(A run of lines)
§ §

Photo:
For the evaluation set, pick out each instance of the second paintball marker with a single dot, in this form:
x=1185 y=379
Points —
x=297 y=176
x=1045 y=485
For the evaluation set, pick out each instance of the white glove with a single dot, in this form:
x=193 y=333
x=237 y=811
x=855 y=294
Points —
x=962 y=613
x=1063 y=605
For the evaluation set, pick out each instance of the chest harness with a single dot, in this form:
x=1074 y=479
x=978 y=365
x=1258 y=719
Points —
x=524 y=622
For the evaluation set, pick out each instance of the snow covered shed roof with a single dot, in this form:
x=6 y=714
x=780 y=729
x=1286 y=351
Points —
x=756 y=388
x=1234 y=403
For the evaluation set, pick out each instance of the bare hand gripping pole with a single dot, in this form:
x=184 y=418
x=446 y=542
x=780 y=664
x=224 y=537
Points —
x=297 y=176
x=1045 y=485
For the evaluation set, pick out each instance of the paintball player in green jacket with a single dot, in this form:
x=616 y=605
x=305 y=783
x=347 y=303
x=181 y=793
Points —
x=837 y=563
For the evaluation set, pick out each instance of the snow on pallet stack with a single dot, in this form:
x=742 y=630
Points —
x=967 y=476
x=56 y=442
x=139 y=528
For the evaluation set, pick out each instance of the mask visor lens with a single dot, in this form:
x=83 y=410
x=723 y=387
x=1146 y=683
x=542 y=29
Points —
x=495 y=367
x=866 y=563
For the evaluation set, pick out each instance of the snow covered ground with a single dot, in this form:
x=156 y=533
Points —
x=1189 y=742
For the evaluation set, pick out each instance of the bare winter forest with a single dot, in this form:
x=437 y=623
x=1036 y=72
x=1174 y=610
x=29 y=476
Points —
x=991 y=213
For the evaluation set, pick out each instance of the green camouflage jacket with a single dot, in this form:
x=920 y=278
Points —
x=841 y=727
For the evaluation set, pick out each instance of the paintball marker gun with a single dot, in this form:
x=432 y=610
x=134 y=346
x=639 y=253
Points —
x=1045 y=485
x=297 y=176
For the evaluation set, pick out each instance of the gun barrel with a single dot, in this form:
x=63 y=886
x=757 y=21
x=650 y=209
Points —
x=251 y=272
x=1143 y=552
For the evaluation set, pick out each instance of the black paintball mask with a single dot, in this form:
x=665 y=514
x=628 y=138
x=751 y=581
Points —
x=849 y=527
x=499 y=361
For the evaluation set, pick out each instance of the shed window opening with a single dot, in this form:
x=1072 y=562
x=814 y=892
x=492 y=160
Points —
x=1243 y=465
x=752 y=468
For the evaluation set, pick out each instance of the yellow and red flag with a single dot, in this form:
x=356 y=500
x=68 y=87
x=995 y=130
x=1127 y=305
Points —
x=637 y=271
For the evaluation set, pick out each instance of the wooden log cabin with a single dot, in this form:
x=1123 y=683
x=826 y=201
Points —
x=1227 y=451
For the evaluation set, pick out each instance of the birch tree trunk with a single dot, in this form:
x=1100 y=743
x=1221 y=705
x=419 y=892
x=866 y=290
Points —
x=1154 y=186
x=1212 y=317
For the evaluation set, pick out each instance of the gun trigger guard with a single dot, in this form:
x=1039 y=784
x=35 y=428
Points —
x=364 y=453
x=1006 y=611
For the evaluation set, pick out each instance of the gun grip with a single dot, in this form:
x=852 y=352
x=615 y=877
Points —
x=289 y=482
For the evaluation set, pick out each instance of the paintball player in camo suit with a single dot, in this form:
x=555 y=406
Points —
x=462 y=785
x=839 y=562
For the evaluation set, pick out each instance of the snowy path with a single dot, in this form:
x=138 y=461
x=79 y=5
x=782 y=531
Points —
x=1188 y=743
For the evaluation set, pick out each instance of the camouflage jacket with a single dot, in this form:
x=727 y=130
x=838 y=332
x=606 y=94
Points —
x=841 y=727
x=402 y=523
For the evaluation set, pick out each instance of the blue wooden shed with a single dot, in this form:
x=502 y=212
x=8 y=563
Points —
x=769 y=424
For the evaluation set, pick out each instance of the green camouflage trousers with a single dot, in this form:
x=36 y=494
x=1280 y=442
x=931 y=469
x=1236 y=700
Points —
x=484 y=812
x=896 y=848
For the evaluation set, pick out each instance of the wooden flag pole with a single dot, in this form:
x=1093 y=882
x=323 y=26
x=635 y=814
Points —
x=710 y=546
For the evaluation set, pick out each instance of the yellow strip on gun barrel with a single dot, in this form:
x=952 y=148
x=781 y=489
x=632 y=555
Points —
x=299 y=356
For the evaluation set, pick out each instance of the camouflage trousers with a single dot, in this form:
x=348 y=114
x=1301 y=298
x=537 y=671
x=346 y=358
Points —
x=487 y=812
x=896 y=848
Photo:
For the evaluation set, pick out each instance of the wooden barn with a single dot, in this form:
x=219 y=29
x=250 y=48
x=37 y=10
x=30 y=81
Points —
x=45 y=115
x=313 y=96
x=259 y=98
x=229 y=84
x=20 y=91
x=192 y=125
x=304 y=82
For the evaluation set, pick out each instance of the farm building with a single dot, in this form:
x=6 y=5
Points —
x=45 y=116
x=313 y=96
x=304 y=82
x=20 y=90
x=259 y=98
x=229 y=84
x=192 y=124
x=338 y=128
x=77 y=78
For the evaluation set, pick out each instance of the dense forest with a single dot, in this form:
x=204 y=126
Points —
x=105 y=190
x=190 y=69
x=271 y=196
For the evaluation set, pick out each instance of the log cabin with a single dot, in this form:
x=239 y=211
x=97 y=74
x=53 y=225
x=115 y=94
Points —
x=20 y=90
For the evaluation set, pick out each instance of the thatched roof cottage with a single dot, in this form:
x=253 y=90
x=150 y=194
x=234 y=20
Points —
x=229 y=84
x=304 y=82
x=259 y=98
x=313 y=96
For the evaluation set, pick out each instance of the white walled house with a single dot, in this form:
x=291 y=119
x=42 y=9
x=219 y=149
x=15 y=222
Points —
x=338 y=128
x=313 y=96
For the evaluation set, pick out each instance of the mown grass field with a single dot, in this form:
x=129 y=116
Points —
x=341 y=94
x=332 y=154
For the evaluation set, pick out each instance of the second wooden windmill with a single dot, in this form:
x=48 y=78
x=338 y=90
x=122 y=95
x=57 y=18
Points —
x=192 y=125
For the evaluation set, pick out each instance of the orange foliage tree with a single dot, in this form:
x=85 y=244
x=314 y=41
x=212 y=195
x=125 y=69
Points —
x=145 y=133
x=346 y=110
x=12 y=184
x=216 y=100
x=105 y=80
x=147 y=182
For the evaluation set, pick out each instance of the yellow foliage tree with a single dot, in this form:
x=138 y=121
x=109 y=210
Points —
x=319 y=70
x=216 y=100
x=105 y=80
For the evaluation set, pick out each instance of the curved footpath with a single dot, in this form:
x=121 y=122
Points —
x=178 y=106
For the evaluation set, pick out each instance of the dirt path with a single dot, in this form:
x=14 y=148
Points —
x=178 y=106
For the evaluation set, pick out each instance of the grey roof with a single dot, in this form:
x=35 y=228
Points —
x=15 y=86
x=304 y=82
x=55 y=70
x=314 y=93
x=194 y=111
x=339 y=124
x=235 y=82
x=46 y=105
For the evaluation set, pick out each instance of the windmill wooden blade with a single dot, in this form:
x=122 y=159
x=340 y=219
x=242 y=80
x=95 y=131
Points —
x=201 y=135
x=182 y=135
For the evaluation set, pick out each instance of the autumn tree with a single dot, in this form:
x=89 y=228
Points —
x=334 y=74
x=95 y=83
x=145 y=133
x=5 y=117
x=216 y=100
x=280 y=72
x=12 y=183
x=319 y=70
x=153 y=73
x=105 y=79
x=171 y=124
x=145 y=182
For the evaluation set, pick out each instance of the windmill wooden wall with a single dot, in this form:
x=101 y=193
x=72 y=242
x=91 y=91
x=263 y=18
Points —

§ §

### Problem to work on
Lay out every line above as a JSON list of strings, one string per line, skipping blank lines.

### Result of the exercise
[
  "Photo:",
  "For the evaluation set, pick out each instance of the second paintball marker with a single dot, in this form:",
  "x=1185 y=379",
  "Points —",
  "x=297 y=176",
  "x=1045 y=485",
  "For the evaluation set, pick out each instance of the white glove with a single dot, in this form:",
  "x=193 y=333",
  "x=237 y=811",
  "x=855 y=294",
  "Points —",
  "x=962 y=613",
  "x=1063 y=605",
  "For the evaluation set, pick out each instance of the chest harness with a single dot, in this form:",
  "x=1074 y=479",
  "x=978 y=365",
  "x=1258 y=719",
  "Points —",
  "x=524 y=622",
  "For the evaluation set, pick out each instance of the snow covered shed roof with a single dot, in this form:",
  "x=6 y=714",
  "x=780 y=729",
  "x=1286 y=351",
  "Points —",
  "x=756 y=388",
  "x=1234 y=403",
  "For the evaluation set, pick out each instance of the bare hand gripping pole with a single dot, in this form:",
  "x=184 y=418",
  "x=446 y=542",
  "x=780 y=664",
  "x=224 y=537",
  "Points —",
  "x=297 y=176",
  "x=1045 y=485",
  "For the evaluation set, pick out each instance of the paintball player in green jacket with a single dot, in this form:",
  "x=616 y=605",
  "x=305 y=783",
  "x=347 y=303",
  "x=181 y=793",
  "Points —",
  "x=837 y=563",
  "For the evaluation set, pick out each instance of the snow on pallet stack with a single dot, in this form:",
  "x=742 y=630",
  "Points —",
  "x=967 y=476",
  "x=56 y=442",
  "x=139 y=528",
  "For the evaluation set, pick out each instance of the mask visor lens with a single dot, in this form:",
  "x=83 y=410",
  "x=723 y=387",
  "x=1146 y=683",
  "x=542 y=29",
  "Points —",
  "x=495 y=367",
  "x=866 y=563",
  "For the evaluation set, pick out each instance of the snow covered ground with a single dot, in this form:",
  "x=156 y=533",
  "Points —",
  "x=1189 y=742",
  "For the evaluation set, pick out each instance of the bare winter forest with a single dot, in this form:",
  "x=437 y=623",
  "x=1036 y=72",
  "x=1174 y=610",
  "x=29 y=476",
  "Points —",
  "x=991 y=213",
  "For the evaluation set, pick out each instance of the green camouflage jacket with a single dot, in this form:",
  "x=920 y=278",
  "Points —",
  "x=841 y=727",
  "For the evaluation set, pick out each instance of the paintball marker gun with a single dot, in this form:",
  "x=432 y=610",
  "x=134 y=346",
  "x=639 y=253",
  "Points —",
  "x=1045 y=485",
  "x=297 y=176",
  "For the evaluation set, pick out each instance of the gun barrel with a single dot, in this form:",
  "x=63 y=886",
  "x=757 y=21",
  "x=650 y=209",
  "Points —",
  "x=251 y=272",
  "x=1143 y=552",
  "For the evaluation set, pick out each instance of the black paintball mask with a single dot, in this form:",
  "x=665 y=514",
  "x=628 y=138",
  "x=751 y=581",
  "Points —",
  "x=849 y=527",
  "x=499 y=361",
  "For the evaluation set, pick out each instance of the shed window opening with a single dot, in this form:",
  "x=1072 y=562",
  "x=814 y=892",
  "x=492 y=160",
  "Points —",
  "x=1243 y=465",
  "x=752 y=468",
  "For the evaluation set, pick out each instance of the yellow and red flag with a single dot, in this form:",
  "x=356 y=500",
  "x=68 y=87",
  "x=995 y=130",
  "x=1127 y=305",
  "Points —",
  "x=637 y=271",
  "For the evaluation set, pick out each instance of the wooden log cabin with a single dot, in this form:",
  "x=1123 y=683",
  "x=826 y=201",
  "Points —",
  "x=1227 y=451",
  "For the evaluation set, pick out each instance of the birch tree trunk with a single dot, in this form:",
  "x=1100 y=743",
  "x=1221 y=705",
  "x=419 y=892",
  "x=866 y=290",
  "Points —",
  "x=1154 y=186",
  "x=1212 y=317",
  "For the evaluation set, pick out each instance of the gun trigger guard with a single dot, in this form:",
  "x=1039 y=784",
  "x=35 y=428",
  "Points —",
  "x=364 y=453",
  "x=1006 y=611",
  "For the evaluation set, pick out each instance of the gun grip with a single dot, in this form:",
  "x=852 y=352",
  "x=615 y=877",
  "Points —",
  "x=289 y=482",
  "For the evaluation set, pick out each instance of the paintball player in camo suit with a single dot, in this form:",
  "x=555 y=406",
  "Points —",
  "x=462 y=785",
  "x=839 y=562",
  "For the evaluation set, pick out each instance of the snowy path with a single dot, in this form:",
  "x=138 y=461",
  "x=79 y=5",
  "x=782 y=531",
  "Points —",
  "x=1188 y=743",
  "For the evaluation set, pick out each instance of the camouflage jacket with a single dot, in this form:",
  "x=727 y=130",
  "x=838 y=332",
  "x=606 y=94",
  "Points —",
  "x=841 y=727",
  "x=402 y=523",
  "For the evaluation set, pick out each instance of the blue wooden shed with a single dot, in this form:",
  "x=502 y=212",
  "x=8 y=563",
  "Points —",
  "x=769 y=424",
  "For the evaluation set, pick out each instance of the green camouflage trousers with a single dot, in this form:",
  "x=36 y=494",
  "x=1280 y=442",
  "x=931 y=469",
  "x=1236 y=700",
  "Points —",
  "x=484 y=812",
  "x=896 y=848",
  "For the evaluation set, pick out each instance of the wooden flag pole with a single dot, in this form:",
  "x=1093 y=882",
  "x=323 y=26",
  "x=635 y=814",
  "Points —",
  "x=710 y=546",
  "For the evaluation set, pick out each instance of the yellow strip on gun barrel with a single dot, in this form:",
  "x=952 y=148",
  "x=781 y=489",
  "x=632 y=555",
  "Points —",
  "x=299 y=356",
  "For the evaluation set, pick out each instance of the camouflage trousers with a single dot, in this form:",
  "x=348 y=114",
  "x=1301 y=298",
  "x=537 y=671",
  "x=346 y=358",
  "Points —",
  "x=487 y=812",
  "x=896 y=848",
  "Photo:",
  "For the evaluation set, pick out each instance of the wooden barn with a single dot, in this form:",
  "x=219 y=29",
  "x=250 y=48",
  "x=37 y=10",
  "x=30 y=81",
  "Points —",
  "x=45 y=115",
  "x=313 y=96",
  "x=259 y=98",
  "x=229 y=84",
  "x=20 y=91",
  "x=192 y=125",
  "x=304 y=82",
  "For the evaluation set, pick out each instance of the farm building with a single dot, in this form:",
  "x=6 y=5",
  "Points —",
  "x=45 y=116",
  "x=313 y=96",
  "x=304 y=82",
  "x=20 y=90",
  "x=259 y=98",
  "x=229 y=84",
  "x=192 y=124",
  "x=338 y=128",
  "x=77 y=78",
  "For the evaluation set, pick out each instance of the dense forest with a single dot, in this form:",
  "x=204 y=126",
  "Points —",
  "x=105 y=190",
  "x=190 y=69",
  "x=271 y=196",
  "For the evaluation set, pick out each instance of the log cabin with a single dot, in this form:",
  "x=239 y=211",
  "x=97 y=74",
  "x=53 y=225",
  "x=115 y=94",
  "Points —",
  "x=20 y=90",
  "For the evaluation set, pick out each instance of the thatched roof cottage with a single dot, in this form:",
  "x=253 y=90",
  "x=150 y=194",
  "x=234 y=20",
  "Points —",
  "x=229 y=84",
  "x=304 y=82",
  "x=259 y=98",
  "x=313 y=96",
  "For the evaluation set, pick out each instance of the white walled house with a single dot, in this form:",
  "x=291 y=119",
  "x=42 y=9",
  "x=219 y=149",
  "x=15 y=222",
  "Points —",
  "x=338 y=128",
  "x=313 y=96",
  "For the evaluation set, pick out each instance of the mown grass field with a single dot, in this form:",
  "x=129 y=116",
  "Points —",
  "x=341 y=94",
  "x=332 y=154",
  "For the evaluation set, pick out each instance of the second wooden windmill with a single dot, in this form:",
  "x=48 y=78",
  "x=338 y=90",
  "x=122 y=95",
  "x=57 y=18",
  "Points —",
  "x=192 y=125",
  "For the evaluation set, pick out each instance of the orange foliage tree with a single dot, in this form:",
  "x=85 y=244",
  "x=314 y=41",
  "x=212 y=195",
  "x=125 y=69",
  "Points —",
  "x=145 y=133",
  "x=346 y=110",
  "x=12 y=184",
  "x=216 y=100",
  "x=105 y=80",
  "x=147 y=182",
  "For the evaluation set, pick out each instance of the yellow foliage tree with a single dot, in this form:",
  "x=138 y=121",
  "x=109 y=210",
  "Points —",
  "x=319 y=70",
  "x=216 y=100",
  "x=105 y=80",
  "For the evaluation set, pick out each instance of the curved footpath with a single dot, in this form:",
  "x=121 y=122",
  "Points —",
  "x=178 y=106",
  "For the evaluation set, pick out each instance of the dirt path with a single dot, in this form:",
  "x=14 y=148",
  "Points —",
  "x=178 y=106",
  "For the evaluation set, pick out each instance of the grey roof with a single dot, in this form:",
  "x=35 y=228",
  "Points —",
  "x=15 y=86",
  "x=304 y=82",
  "x=55 y=70",
  "x=314 y=93",
  "x=194 y=111",
  "x=339 y=124",
  "x=235 y=82",
  "x=46 y=105",
  "For the evaluation set, pick out each instance of the windmill wooden blade with a single dot, in this form:",
  "x=122 y=159",
  "x=340 y=219",
  "x=242 y=80",
  "x=95 y=131",
  "Points —",
  "x=201 y=135",
  "x=182 y=135",
  "For the evaluation set, pick out each instance of the autumn tree with a single dot, in this form:",
  "x=89 y=228",
  "Points —",
  "x=334 y=74",
  "x=95 y=83",
  "x=145 y=133",
  "x=5 y=117",
  "x=216 y=100",
  "x=280 y=72",
  "x=12 y=183",
  "x=319 y=70",
  "x=153 y=73",
  "x=105 y=79",
  "x=171 y=124",
  "x=145 y=182",
  "For the evaluation set, pick out each instance of the windmill wooden wall with a single dot, in this form:",
  "x=101 y=193",
  "x=72 y=242",
  "x=91 y=91",
  "x=263 y=18",
  "Points —"
]